Data extracted from a collection:

■ ■ ■ ■

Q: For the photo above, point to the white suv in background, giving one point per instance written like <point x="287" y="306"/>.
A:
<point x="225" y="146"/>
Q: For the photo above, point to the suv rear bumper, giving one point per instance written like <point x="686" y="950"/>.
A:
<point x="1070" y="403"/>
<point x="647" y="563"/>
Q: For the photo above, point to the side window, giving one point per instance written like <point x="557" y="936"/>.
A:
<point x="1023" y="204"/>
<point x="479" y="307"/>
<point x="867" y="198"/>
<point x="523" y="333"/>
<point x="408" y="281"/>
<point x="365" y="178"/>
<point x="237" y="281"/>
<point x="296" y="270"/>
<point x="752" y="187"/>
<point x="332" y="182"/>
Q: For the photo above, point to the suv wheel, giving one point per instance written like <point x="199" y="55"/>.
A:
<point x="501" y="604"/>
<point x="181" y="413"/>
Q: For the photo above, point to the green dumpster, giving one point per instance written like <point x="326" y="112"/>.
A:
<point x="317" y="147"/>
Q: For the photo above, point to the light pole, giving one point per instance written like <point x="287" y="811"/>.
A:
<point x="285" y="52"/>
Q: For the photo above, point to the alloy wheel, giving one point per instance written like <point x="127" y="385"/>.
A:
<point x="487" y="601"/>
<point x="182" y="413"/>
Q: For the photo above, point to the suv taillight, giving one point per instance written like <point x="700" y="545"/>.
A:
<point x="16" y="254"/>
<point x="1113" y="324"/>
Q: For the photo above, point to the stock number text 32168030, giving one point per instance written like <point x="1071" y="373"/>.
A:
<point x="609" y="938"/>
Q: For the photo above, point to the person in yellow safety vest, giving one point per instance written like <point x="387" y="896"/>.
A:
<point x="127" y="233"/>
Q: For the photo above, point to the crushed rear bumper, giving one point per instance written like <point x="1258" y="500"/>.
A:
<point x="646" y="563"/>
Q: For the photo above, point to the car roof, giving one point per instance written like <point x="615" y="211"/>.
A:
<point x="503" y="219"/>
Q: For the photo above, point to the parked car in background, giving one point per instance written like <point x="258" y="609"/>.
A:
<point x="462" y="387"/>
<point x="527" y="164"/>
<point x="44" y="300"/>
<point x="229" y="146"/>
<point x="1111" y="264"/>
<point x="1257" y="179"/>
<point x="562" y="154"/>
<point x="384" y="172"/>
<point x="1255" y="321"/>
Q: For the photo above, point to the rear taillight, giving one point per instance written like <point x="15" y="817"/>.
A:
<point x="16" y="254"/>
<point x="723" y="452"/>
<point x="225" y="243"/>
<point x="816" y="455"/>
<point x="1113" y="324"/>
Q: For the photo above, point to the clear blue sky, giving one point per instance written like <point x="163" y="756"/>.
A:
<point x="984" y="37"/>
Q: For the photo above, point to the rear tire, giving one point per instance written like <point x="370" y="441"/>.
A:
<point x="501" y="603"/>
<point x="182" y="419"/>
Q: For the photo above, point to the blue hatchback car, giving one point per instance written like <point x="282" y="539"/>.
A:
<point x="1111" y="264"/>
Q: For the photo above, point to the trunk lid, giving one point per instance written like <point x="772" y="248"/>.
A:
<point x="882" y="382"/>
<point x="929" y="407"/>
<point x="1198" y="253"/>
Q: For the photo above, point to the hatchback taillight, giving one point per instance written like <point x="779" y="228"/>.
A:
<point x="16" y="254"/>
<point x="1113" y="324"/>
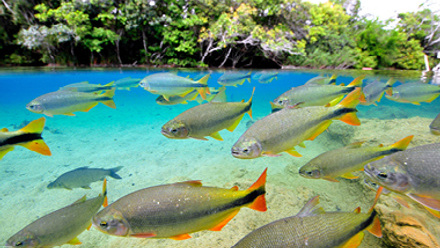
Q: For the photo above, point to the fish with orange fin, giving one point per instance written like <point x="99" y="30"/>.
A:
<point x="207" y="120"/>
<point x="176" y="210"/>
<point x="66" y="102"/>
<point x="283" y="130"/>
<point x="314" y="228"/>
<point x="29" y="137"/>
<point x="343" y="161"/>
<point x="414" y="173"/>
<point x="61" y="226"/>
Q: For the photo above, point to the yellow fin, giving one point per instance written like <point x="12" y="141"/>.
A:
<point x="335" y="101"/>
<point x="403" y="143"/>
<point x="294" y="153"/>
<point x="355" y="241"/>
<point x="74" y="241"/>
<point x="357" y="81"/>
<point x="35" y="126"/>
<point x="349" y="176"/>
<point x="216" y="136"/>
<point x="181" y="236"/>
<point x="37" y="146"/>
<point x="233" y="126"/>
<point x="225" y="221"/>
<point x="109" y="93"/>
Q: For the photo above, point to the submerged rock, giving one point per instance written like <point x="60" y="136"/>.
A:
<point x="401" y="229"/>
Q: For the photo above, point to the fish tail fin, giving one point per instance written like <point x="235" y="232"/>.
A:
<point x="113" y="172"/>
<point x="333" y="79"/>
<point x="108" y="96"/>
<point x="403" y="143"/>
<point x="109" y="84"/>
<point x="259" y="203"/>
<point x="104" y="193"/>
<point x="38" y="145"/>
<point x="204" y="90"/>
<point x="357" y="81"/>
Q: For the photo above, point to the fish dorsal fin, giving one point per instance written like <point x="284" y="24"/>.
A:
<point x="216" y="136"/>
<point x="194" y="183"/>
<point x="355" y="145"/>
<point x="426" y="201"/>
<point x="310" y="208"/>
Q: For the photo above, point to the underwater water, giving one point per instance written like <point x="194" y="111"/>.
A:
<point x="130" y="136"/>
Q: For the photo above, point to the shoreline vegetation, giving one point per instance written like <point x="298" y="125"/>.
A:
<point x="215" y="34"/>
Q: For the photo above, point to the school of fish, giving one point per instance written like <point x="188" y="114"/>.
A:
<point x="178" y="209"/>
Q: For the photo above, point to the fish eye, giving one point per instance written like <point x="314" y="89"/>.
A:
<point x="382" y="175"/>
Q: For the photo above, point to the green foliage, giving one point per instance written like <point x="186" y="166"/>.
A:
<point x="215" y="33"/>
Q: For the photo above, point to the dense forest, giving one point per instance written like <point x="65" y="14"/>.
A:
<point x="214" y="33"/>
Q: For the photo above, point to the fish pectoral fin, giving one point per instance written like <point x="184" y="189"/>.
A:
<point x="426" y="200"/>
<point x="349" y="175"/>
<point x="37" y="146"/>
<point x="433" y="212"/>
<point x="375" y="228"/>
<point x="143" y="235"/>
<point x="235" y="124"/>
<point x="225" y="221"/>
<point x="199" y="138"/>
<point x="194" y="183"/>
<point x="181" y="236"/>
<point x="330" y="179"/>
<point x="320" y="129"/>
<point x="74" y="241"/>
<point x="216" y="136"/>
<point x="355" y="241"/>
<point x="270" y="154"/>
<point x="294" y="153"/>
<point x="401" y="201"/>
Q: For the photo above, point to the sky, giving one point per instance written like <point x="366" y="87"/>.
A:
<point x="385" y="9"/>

■ ■ ■ ■

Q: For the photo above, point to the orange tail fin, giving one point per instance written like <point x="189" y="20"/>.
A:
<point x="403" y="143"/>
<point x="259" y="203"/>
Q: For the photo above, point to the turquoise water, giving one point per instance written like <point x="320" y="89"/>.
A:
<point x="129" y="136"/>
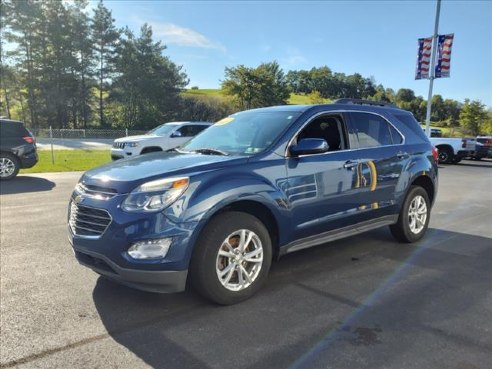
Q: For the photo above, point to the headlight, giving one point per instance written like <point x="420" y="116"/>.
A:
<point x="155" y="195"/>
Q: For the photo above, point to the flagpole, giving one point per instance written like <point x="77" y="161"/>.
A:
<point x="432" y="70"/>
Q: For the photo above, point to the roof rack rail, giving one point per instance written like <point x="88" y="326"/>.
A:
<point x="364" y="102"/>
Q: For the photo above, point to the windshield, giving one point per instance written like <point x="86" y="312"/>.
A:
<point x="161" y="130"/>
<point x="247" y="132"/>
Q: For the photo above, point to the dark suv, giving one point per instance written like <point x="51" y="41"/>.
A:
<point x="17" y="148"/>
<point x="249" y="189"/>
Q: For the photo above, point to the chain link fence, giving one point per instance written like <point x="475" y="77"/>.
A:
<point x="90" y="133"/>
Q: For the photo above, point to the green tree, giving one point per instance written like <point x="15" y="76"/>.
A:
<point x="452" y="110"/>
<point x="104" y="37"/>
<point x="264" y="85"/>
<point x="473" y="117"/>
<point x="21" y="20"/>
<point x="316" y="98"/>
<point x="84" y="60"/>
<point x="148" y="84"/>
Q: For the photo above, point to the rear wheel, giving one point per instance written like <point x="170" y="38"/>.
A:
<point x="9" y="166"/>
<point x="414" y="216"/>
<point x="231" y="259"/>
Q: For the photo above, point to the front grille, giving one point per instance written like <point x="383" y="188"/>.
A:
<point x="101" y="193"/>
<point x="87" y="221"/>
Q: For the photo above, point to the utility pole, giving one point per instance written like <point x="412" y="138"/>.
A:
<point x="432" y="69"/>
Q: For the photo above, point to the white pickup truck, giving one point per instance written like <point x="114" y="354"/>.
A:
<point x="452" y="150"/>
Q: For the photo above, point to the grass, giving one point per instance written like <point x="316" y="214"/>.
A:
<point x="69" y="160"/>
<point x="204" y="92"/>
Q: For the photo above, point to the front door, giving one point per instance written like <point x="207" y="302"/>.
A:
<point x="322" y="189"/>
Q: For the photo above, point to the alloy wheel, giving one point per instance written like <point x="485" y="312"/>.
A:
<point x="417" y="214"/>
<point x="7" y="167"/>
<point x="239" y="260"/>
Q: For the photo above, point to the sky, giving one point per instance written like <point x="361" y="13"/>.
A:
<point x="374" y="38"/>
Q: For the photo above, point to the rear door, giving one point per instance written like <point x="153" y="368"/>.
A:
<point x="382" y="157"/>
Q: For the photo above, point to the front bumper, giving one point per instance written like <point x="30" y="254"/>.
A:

■ ■ ■ ■

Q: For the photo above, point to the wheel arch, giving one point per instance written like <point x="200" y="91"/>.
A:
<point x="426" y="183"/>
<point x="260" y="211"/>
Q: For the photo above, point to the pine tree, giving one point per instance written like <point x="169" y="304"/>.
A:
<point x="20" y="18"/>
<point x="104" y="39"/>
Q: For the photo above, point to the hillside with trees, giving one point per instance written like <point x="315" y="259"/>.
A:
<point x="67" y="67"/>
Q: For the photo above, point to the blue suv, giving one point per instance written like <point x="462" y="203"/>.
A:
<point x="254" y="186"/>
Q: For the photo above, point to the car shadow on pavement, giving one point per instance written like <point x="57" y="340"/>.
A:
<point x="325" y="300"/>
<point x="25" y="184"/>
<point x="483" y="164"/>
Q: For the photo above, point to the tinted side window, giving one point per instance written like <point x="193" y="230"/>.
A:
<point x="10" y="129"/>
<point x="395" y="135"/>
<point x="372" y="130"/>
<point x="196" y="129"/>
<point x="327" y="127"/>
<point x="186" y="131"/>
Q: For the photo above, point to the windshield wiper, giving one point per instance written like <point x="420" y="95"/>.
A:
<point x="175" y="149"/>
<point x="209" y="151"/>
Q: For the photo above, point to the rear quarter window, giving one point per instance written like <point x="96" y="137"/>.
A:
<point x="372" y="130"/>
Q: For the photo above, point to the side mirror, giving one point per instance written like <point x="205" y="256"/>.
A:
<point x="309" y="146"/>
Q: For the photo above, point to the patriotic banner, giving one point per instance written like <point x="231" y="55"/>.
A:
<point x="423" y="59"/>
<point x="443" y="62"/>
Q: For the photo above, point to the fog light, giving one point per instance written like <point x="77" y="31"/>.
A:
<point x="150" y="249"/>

■ ■ ■ ■

* _What the exercise asks_: Scan the records for the word "with". Copy each line where it turns up.

* _Task result_:
Q: For the photo above, point to the fish with orange fin, giving one point per instance written like <point x="99" y="30"/>.
Q: For the photo above, point to the hillside with trees, giving one point per instance written like <point x="315" y="259"/>.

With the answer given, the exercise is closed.